*** Opening DATA SECTION ***
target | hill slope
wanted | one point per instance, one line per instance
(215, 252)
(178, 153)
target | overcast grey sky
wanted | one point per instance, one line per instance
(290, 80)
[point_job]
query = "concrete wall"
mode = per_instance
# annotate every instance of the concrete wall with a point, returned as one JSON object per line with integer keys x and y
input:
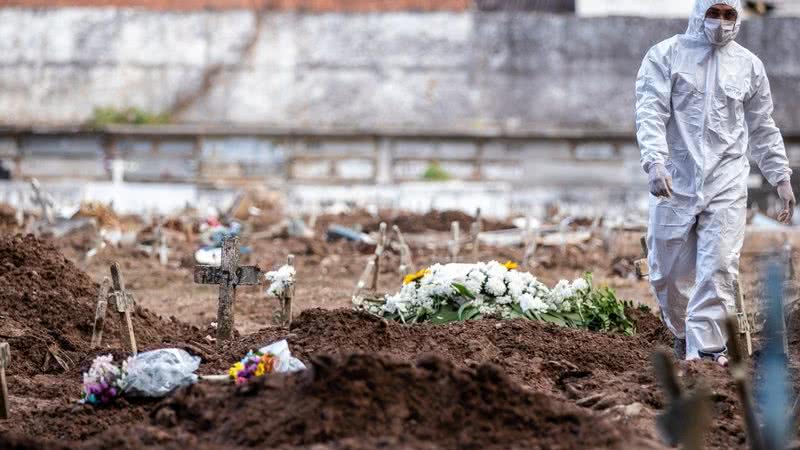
{"x": 457, "y": 70}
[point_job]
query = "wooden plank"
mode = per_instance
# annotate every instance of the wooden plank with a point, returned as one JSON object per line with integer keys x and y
{"x": 454, "y": 246}
{"x": 100, "y": 313}
{"x": 245, "y": 276}
{"x": 227, "y": 289}
{"x": 123, "y": 303}
{"x": 378, "y": 255}
{"x": 475, "y": 230}
{"x": 5, "y": 360}
{"x": 287, "y": 309}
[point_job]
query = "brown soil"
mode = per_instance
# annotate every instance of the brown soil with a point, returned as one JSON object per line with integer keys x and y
{"x": 367, "y": 401}
{"x": 410, "y": 222}
{"x": 349, "y": 401}
{"x": 46, "y": 302}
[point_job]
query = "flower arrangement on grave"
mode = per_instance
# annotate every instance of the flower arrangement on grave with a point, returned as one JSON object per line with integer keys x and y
{"x": 104, "y": 381}
{"x": 460, "y": 292}
{"x": 254, "y": 364}
{"x": 281, "y": 281}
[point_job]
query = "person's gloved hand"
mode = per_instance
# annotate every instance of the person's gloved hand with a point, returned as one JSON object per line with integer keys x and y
{"x": 789, "y": 202}
{"x": 660, "y": 181}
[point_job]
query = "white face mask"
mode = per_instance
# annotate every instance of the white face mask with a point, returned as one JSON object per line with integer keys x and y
{"x": 721, "y": 32}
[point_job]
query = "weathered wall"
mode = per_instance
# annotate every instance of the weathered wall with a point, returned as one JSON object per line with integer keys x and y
{"x": 446, "y": 70}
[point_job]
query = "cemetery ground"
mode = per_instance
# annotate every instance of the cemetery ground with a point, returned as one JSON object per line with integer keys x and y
{"x": 371, "y": 383}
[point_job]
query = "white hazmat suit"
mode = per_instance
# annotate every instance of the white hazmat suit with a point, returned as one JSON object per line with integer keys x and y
{"x": 700, "y": 105}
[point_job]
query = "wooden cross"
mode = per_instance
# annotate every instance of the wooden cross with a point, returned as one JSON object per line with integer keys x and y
{"x": 100, "y": 313}
{"x": 455, "y": 244}
{"x": 228, "y": 276}
{"x": 379, "y": 248}
{"x": 362, "y": 282}
{"x": 406, "y": 258}
{"x": 163, "y": 249}
{"x": 475, "y": 231}
{"x": 5, "y": 359}
{"x": 288, "y": 297}
{"x": 124, "y": 303}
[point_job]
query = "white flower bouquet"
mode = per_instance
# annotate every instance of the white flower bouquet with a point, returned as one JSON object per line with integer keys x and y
{"x": 459, "y": 292}
{"x": 280, "y": 281}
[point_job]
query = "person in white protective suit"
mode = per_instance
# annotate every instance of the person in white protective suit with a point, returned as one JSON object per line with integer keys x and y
{"x": 702, "y": 101}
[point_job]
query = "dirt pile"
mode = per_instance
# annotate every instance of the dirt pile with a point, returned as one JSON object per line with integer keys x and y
{"x": 47, "y": 302}
{"x": 367, "y": 401}
{"x": 409, "y": 222}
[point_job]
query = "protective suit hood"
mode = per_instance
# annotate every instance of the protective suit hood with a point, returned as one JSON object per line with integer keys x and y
{"x": 696, "y": 30}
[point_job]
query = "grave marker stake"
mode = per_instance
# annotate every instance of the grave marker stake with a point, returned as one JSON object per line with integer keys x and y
{"x": 163, "y": 249}
{"x": 5, "y": 360}
{"x": 475, "y": 230}
{"x": 100, "y": 313}
{"x": 406, "y": 258}
{"x": 738, "y": 370}
{"x": 228, "y": 276}
{"x": 379, "y": 248}
{"x": 124, "y": 304}
{"x": 455, "y": 243}
{"x": 44, "y": 203}
{"x": 362, "y": 282}
{"x": 287, "y": 301}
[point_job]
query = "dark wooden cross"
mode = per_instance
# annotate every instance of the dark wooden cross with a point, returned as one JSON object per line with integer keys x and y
{"x": 124, "y": 304}
{"x": 100, "y": 313}
{"x": 228, "y": 276}
{"x": 41, "y": 199}
{"x": 5, "y": 359}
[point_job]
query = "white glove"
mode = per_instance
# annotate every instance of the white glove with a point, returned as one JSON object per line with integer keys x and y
{"x": 660, "y": 181}
{"x": 789, "y": 202}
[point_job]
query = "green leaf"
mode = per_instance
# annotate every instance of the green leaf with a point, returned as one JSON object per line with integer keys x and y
{"x": 553, "y": 318}
{"x": 472, "y": 313}
{"x": 446, "y": 314}
{"x": 463, "y": 291}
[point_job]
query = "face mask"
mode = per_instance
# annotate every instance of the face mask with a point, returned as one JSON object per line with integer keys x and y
{"x": 721, "y": 32}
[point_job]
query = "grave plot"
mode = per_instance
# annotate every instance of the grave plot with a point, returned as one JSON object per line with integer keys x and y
{"x": 568, "y": 387}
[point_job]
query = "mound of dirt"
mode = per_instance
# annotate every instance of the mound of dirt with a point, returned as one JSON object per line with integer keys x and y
{"x": 47, "y": 302}
{"x": 435, "y": 221}
{"x": 409, "y": 222}
{"x": 530, "y": 351}
{"x": 367, "y": 401}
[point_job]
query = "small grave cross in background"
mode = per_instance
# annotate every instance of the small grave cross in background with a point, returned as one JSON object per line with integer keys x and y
{"x": 5, "y": 359}
{"x": 43, "y": 201}
{"x": 124, "y": 304}
{"x": 228, "y": 276}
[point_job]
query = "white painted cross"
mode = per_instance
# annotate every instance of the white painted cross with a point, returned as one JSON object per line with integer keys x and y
{"x": 124, "y": 304}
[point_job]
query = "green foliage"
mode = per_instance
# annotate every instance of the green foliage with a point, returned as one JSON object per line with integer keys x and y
{"x": 435, "y": 172}
{"x": 605, "y": 312}
{"x": 599, "y": 311}
{"x": 132, "y": 116}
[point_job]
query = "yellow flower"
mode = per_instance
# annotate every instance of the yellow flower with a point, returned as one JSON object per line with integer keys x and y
{"x": 234, "y": 371}
{"x": 412, "y": 277}
{"x": 260, "y": 369}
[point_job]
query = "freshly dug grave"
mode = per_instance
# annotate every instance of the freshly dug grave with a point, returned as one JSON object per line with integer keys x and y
{"x": 367, "y": 401}
{"x": 46, "y": 302}
{"x": 609, "y": 376}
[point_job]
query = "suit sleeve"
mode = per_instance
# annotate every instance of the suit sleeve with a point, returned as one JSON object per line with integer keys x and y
{"x": 766, "y": 143}
{"x": 653, "y": 107}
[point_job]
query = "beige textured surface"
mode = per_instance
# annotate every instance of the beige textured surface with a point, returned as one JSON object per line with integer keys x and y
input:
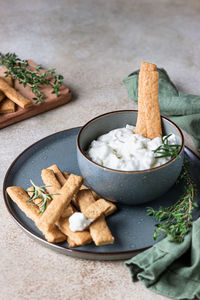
{"x": 94, "y": 44}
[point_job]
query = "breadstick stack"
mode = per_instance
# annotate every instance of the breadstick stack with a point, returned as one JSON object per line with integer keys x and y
{"x": 148, "y": 121}
{"x": 68, "y": 196}
{"x": 9, "y": 96}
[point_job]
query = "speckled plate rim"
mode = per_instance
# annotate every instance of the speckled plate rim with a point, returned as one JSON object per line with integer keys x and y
{"x": 58, "y": 247}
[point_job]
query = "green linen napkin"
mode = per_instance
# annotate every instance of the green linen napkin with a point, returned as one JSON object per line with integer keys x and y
{"x": 170, "y": 269}
{"x": 183, "y": 109}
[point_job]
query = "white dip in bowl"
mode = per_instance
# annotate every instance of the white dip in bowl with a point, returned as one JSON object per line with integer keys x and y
{"x": 121, "y": 149}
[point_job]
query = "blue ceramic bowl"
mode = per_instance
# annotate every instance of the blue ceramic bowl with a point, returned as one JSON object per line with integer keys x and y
{"x": 128, "y": 187}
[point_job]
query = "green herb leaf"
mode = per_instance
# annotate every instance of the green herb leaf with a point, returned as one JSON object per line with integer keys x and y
{"x": 177, "y": 217}
{"x": 39, "y": 192}
{"x": 17, "y": 68}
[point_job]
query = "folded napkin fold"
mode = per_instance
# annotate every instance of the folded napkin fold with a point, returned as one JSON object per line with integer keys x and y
{"x": 183, "y": 109}
{"x": 171, "y": 269}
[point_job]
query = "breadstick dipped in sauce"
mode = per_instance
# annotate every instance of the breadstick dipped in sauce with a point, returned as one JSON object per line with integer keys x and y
{"x": 148, "y": 121}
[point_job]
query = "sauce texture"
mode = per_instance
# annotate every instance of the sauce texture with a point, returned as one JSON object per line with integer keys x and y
{"x": 122, "y": 149}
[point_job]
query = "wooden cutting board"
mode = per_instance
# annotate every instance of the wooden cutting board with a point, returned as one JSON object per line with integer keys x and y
{"x": 50, "y": 102}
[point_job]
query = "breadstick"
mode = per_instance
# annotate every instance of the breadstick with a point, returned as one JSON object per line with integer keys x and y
{"x": 147, "y": 67}
{"x": 84, "y": 200}
{"x": 150, "y": 84}
{"x": 13, "y": 95}
{"x": 96, "y": 209}
{"x": 20, "y": 197}
{"x": 60, "y": 201}
{"x": 80, "y": 238}
{"x": 100, "y": 232}
{"x": 53, "y": 186}
{"x": 71, "y": 243}
{"x": 73, "y": 238}
{"x": 2, "y": 95}
{"x": 141, "y": 127}
{"x": 7, "y": 106}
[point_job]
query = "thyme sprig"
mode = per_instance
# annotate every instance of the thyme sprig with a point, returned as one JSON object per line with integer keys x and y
{"x": 166, "y": 149}
{"x": 176, "y": 219}
{"x": 19, "y": 69}
{"x": 39, "y": 192}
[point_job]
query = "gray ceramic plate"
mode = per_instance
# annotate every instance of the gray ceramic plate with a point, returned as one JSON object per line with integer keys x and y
{"x": 132, "y": 228}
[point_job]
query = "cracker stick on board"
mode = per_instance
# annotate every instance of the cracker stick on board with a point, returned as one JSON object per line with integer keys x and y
{"x": 71, "y": 243}
{"x": 60, "y": 201}
{"x": 20, "y": 197}
{"x": 13, "y": 95}
{"x": 150, "y": 85}
{"x": 141, "y": 127}
{"x": 7, "y": 106}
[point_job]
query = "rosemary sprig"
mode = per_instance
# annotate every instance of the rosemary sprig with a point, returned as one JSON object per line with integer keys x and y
{"x": 167, "y": 150}
{"x": 19, "y": 70}
{"x": 39, "y": 192}
{"x": 176, "y": 219}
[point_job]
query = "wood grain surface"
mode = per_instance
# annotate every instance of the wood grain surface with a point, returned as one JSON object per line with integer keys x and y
{"x": 50, "y": 102}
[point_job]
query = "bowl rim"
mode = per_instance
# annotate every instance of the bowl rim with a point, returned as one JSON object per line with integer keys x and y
{"x": 121, "y": 171}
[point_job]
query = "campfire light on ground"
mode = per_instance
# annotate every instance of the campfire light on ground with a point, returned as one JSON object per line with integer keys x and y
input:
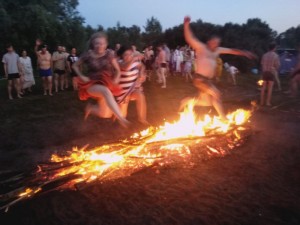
{"x": 260, "y": 82}
{"x": 155, "y": 146}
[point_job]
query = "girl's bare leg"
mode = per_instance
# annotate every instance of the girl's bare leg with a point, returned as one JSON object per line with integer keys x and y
{"x": 269, "y": 94}
{"x": 100, "y": 91}
{"x": 49, "y": 84}
{"x": 141, "y": 106}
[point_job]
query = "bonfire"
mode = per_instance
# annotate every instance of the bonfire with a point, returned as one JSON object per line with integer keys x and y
{"x": 191, "y": 136}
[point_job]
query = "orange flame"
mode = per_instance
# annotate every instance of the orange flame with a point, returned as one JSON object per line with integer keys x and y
{"x": 99, "y": 161}
{"x": 260, "y": 82}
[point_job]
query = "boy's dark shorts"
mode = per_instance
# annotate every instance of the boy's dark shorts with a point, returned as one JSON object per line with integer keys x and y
{"x": 59, "y": 72}
{"x": 268, "y": 76}
{"x": 12, "y": 76}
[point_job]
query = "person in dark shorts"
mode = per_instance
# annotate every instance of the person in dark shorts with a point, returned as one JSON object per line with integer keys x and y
{"x": 270, "y": 64}
{"x": 206, "y": 55}
{"x": 71, "y": 59}
{"x": 45, "y": 66}
{"x": 13, "y": 70}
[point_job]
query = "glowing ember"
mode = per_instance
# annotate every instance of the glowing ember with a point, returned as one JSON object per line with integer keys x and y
{"x": 160, "y": 146}
{"x": 260, "y": 82}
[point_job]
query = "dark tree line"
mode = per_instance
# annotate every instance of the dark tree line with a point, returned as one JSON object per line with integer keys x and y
{"x": 58, "y": 22}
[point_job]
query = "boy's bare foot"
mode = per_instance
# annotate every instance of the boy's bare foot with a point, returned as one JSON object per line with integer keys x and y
{"x": 88, "y": 110}
{"x": 144, "y": 122}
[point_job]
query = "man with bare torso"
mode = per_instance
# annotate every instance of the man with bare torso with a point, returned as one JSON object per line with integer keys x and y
{"x": 205, "y": 67}
{"x": 45, "y": 66}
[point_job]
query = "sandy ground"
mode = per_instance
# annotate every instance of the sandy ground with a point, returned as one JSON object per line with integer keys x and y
{"x": 258, "y": 183}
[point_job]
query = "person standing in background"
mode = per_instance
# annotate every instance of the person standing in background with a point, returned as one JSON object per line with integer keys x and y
{"x": 27, "y": 79}
{"x": 270, "y": 64}
{"x": 13, "y": 71}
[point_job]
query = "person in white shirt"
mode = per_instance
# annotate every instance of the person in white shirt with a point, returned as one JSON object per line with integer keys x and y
{"x": 233, "y": 71}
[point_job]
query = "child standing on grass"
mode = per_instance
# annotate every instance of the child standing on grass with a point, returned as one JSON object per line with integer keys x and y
{"x": 270, "y": 64}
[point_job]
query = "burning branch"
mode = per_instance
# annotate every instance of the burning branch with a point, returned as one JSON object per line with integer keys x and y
{"x": 155, "y": 146}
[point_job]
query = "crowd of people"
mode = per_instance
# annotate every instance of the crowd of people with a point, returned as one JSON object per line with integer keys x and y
{"x": 114, "y": 77}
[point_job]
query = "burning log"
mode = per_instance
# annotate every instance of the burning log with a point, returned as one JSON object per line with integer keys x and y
{"x": 153, "y": 147}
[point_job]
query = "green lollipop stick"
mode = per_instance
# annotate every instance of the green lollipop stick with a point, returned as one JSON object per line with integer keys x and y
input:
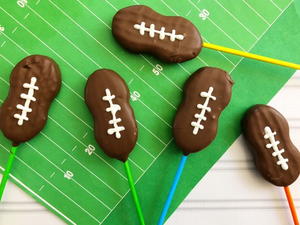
*** Closing DATA SECTION ***
EXERCISE REQUIREMENTS ▸
Search the data above for the word "concrete". Copy each line it is in.

EXERCISE OUTPUT ▸
query = "concrete wall"
# annotate every instance of the concrete wall with a point, returned as one JSON object per line with integer keys x and y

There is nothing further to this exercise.